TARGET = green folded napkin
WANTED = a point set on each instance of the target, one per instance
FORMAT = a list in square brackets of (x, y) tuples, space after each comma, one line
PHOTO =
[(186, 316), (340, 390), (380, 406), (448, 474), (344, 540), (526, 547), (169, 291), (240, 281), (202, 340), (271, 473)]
####################
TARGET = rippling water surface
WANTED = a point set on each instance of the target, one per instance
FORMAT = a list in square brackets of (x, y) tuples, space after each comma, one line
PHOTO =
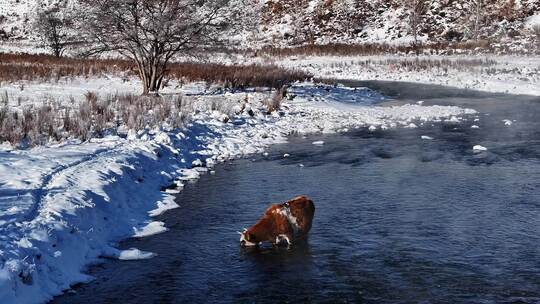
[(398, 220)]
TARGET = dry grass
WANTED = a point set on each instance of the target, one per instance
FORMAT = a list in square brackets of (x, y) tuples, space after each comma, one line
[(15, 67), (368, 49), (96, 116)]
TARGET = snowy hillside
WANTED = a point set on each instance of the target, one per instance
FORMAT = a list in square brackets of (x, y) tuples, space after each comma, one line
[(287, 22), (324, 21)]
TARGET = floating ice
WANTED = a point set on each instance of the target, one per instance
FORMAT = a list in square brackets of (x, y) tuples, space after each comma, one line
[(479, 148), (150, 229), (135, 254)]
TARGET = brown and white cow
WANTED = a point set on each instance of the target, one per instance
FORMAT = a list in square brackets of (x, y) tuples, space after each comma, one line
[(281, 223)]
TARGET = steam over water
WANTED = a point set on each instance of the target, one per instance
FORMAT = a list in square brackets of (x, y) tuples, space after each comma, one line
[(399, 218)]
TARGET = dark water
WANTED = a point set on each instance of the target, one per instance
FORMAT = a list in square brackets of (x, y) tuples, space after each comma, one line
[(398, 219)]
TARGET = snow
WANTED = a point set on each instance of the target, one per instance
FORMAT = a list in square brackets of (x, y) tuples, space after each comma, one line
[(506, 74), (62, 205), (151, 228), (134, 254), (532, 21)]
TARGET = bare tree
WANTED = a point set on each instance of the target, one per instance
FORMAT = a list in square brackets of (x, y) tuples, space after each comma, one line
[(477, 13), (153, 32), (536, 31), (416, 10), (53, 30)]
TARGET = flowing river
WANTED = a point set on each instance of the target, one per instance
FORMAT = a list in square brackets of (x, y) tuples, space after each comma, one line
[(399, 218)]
####################
* EXERCISE: Rename "dark water" to "deep water" in the records starting at the line containing "TARGET = steam over water" and ending at the line containing "[(506, 74), (62, 205), (151, 228), (134, 254), (532, 21)]". Give back only those lines, with nothing else changed.

* WRITTEN ANSWER:
TARGET = steam over water
WANTED = a point set on each instance of the target, one per instance
FORMAT = a list in square brackets of (x, y) tuples, space after each comma, one line
[(399, 218)]
TARGET = deep water
WANTED = a point set on each instance of the target, one per instance
FORMAT = a list in square brackets of (x, y) tuples, space after each comma, one line
[(398, 219)]
TARGET = snow
WANTED = a point set on each instance of the target, one per instance
FORMAT = a list in square brackets of (x, y) tuples, space after each comma, one line
[(506, 74), (62, 205), (151, 228), (134, 254), (532, 21)]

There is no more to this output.